A year after protests against the CAA and NRC broke out in multiple cities across India, the message, the memory pierces through my bubble of privilege. The spectacle of liberal activism, and how it would manifest remain embedded in my mind. 

 

My cab got stuck in an excruciating traffic jam, quite typical of Bangalore. Then I saw the protestors emerging as a collective. They were equipped with banners, microphones and raging energy. I grabbed my poster, hurled cash at the cab driver and jumped out before he could return my change. In a matter of 30 minutes, the entire 250 metres leading up to the Townhall was packed.

 

 

 

The Crowd Was a Collective

 

The protest was a life form, inherently beautiful, articulating itself, defining its contours along the way. Earlier that morning, in the very same spot the protestors stood, police arrested 200 people. There was a chance of cops coming back, but this swarm of new bodies remained undeterred. An electric feeling of Hum leke rahenge, aazadi crackled through the air. We were uncertain how, and equally unsure of where the crowd was headed. Yet, the protest came together everywhere and encompassed each one of us. 

 

sourced from Twitter: https://twitter.com/goddamnsee/status/1209022852915056641?s=20

 

My friend struggled to spot me in the crowd. Men made sure other men weren’t crowding upon the women, making sure the sanctity of our space wasn’t violated, not even accidentally. Our fear of being arrested mixed in with our demand for justice. With every fervent call and response, the protest kept becoming.

# GIVEN MATERIAL:
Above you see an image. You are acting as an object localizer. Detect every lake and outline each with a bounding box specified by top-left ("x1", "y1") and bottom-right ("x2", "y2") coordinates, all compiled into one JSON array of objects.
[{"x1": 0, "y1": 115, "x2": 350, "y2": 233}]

# EXERCISE 1:
In the essay about the Bangalore protest, how many people did police arrest earlier that morning at the spot where the protestors stood?
# EXERCISE 2:
Continue the essay about the Bangalore protest, picking up right after its final sentence.

# OUTPUT 1:
200 people.

# OUTPUT 2:
 

 

Eventually, the police did arrive. The first line of protesters adorned the Indian national flag in defence as if to say: we are not anti-national. My section of the crowd couldn’t hear the exchange between the cops and the first line. We waited, half-expecting a violent reaction from the khadi-clad men and women. When I imagined marches, it was a pre-planned movement. The reality of having constant uncertainty of direction and location surprised me. As I looked around, I saw an endless crowd of bodies. I realised there were multiple sections just like mine wondering if they were in the right place, looking for a central axis, and waiting to be told what to do. 

 

When the police thronged into the crowd of protesters, you could feel the vapid multiplication of molecules; fear vibrated and resonated between strangers. Against the cops, we were a collective.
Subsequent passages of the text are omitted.